Exercise brief: Reproduce the episode notes about Dean and Cas below, word for word.

Source text:
Dean's face when the Leviathans tell him Cas is dead. Again. (41:18)
Episode 2:
Dean looking at the Leviathans occupying Cas' body. The HATE (1:44)
"... okay... so he's gone. *shakes while tearing up* [...] Dumb son of a bitch..." (5:14) Here we go again... I'm fine, shut up
Dean picks up, washes, folds and keeps Cas' coat (5:23) SWEET
"You just lost one of the best friends you've ever had." this hurts me. "... I'm fine, really." (12:11)
"You asked me how I was doing? Well, not good." (38:54)
Episode 5:
Dean progressively drinks more as his nightmares get worse and he misses Cas more and more. 3 times we see him drink, only in the first 12 minutes.

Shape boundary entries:
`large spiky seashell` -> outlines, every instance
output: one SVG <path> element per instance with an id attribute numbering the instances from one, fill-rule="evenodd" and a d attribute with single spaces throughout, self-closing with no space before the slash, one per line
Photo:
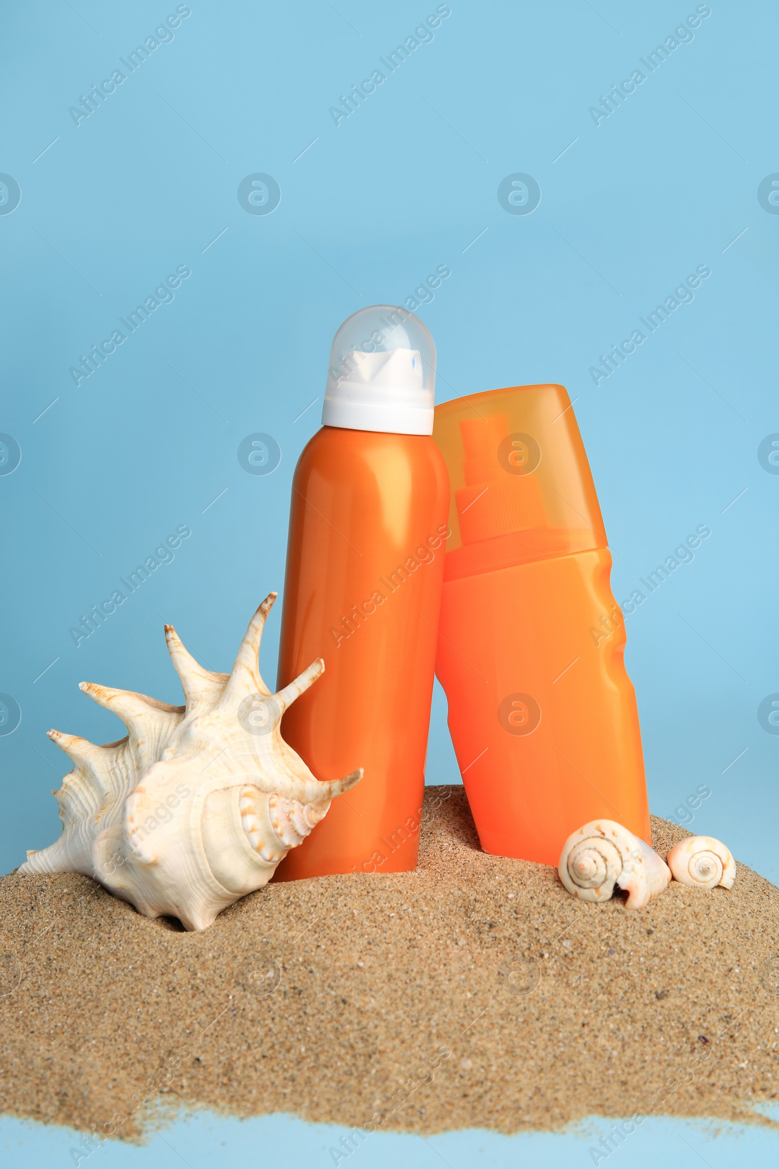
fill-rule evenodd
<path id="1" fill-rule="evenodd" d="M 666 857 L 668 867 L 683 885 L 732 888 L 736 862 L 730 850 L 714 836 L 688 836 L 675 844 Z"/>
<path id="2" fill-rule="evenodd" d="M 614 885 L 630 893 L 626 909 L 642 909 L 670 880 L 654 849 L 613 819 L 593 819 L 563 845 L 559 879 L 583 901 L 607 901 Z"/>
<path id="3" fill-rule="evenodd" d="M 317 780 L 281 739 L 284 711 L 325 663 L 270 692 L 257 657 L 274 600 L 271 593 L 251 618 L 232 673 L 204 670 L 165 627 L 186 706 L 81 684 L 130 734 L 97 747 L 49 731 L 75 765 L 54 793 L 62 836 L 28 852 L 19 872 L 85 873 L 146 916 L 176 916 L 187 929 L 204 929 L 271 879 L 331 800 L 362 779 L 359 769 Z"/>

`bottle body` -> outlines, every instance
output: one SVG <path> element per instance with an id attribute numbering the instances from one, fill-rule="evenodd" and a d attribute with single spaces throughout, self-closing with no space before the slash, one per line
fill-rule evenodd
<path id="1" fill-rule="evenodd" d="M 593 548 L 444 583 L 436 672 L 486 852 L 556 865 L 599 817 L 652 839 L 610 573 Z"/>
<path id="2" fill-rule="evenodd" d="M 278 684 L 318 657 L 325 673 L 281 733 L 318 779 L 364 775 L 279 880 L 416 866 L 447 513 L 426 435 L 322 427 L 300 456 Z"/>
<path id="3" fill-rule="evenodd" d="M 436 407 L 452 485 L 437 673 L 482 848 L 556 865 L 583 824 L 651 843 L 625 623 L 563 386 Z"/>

==

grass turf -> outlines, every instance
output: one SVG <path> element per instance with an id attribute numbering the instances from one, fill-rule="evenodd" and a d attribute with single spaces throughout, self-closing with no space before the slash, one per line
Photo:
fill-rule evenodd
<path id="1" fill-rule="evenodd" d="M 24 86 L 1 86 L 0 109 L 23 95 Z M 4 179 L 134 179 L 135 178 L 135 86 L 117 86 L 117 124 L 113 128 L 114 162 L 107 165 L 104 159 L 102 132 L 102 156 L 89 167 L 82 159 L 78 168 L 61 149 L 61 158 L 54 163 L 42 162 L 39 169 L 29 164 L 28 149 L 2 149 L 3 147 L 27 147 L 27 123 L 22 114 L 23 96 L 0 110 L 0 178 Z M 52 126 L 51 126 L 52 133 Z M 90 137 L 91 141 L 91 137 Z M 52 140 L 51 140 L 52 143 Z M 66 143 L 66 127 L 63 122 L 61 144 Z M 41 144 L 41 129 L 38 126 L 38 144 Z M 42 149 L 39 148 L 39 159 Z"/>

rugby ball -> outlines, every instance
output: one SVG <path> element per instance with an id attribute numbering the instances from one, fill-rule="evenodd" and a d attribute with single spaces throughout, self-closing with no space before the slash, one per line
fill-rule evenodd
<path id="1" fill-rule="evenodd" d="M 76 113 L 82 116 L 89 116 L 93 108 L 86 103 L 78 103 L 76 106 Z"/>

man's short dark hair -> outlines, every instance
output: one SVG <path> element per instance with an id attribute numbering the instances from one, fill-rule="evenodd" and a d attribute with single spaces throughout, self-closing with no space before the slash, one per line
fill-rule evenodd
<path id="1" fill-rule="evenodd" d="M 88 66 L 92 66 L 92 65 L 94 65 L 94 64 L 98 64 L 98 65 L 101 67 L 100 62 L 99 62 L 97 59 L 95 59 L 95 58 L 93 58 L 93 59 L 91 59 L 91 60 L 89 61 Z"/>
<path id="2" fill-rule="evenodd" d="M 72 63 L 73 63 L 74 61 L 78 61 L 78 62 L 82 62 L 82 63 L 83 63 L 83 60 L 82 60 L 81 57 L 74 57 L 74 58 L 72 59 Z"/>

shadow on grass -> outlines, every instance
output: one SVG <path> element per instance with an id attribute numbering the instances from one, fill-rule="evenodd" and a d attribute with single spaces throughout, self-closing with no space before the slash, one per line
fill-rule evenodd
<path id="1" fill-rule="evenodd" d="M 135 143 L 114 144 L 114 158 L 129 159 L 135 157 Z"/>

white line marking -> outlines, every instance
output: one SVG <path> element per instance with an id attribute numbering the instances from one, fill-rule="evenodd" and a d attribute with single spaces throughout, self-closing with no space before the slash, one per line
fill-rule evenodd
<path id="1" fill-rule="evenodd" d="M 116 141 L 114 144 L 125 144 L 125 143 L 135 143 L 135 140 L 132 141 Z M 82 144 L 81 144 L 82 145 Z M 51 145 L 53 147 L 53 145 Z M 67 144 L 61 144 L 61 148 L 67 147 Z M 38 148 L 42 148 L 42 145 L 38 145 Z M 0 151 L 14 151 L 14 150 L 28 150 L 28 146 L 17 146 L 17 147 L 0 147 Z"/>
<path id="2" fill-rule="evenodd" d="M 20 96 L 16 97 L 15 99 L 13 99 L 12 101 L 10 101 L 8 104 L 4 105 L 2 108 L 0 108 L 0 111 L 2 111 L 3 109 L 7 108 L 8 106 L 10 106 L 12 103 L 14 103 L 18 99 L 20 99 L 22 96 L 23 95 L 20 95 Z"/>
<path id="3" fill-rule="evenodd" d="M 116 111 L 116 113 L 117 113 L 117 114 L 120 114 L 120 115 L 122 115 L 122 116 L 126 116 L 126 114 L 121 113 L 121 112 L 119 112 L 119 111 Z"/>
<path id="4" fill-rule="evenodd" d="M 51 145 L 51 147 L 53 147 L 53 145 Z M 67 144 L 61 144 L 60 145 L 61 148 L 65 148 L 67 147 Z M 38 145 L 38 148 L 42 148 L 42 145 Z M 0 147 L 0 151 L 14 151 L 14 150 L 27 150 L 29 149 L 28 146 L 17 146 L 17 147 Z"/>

Answer to the problem:
Dean's face when the Leviathans tell him Cas is dead. Again. (41:18)
Episode 2:
Dean looking at the Leviathans occupying Cas' body. The HATE (1:44)
"... okay... so he's gone. *shakes while tearing up* [...] Dumb son of a bitch..." (5:14) Here we go again... I'm fine, shut up
Dean picks up, washes, folds and keeps Cas' coat (5:23) SWEET
"You just lost one of the best friends you've ever had." this hurts me. "... I'm fine, really." (12:11)
"You asked me how I was doing? Well, not good." (38:54)
Episode 5:
Dean progressively drinks more as his nightmares get worse and he misses Cas more and more. 3 times we see him drink, only in the first 12 minutes.